■ Instructions to follow:
Output every line below without omitting or altering anything.

[Opening Supplied entries section]

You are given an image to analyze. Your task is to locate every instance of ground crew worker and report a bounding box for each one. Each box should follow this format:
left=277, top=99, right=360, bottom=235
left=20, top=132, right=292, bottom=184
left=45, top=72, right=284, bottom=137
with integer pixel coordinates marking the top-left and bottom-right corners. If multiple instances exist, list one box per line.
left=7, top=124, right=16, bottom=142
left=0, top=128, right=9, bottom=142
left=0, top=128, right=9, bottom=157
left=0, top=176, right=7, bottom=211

[Closing Supplied entries section]

■ Written response:
You are given an image to analyze. Your task is to locate every instance of ground crew worker and report a bounding box for each one. Each box should follow this format:
left=277, top=99, right=360, bottom=235
left=20, top=132, right=292, bottom=184
left=45, top=72, right=284, bottom=137
with integer pixel coordinates marking the top-left and bottom-right corners. If multiple instances exist, list one box per line.
left=7, top=124, right=16, bottom=142
left=0, top=128, right=9, bottom=142
left=0, top=128, right=9, bottom=157
left=0, top=176, right=7, bottom=211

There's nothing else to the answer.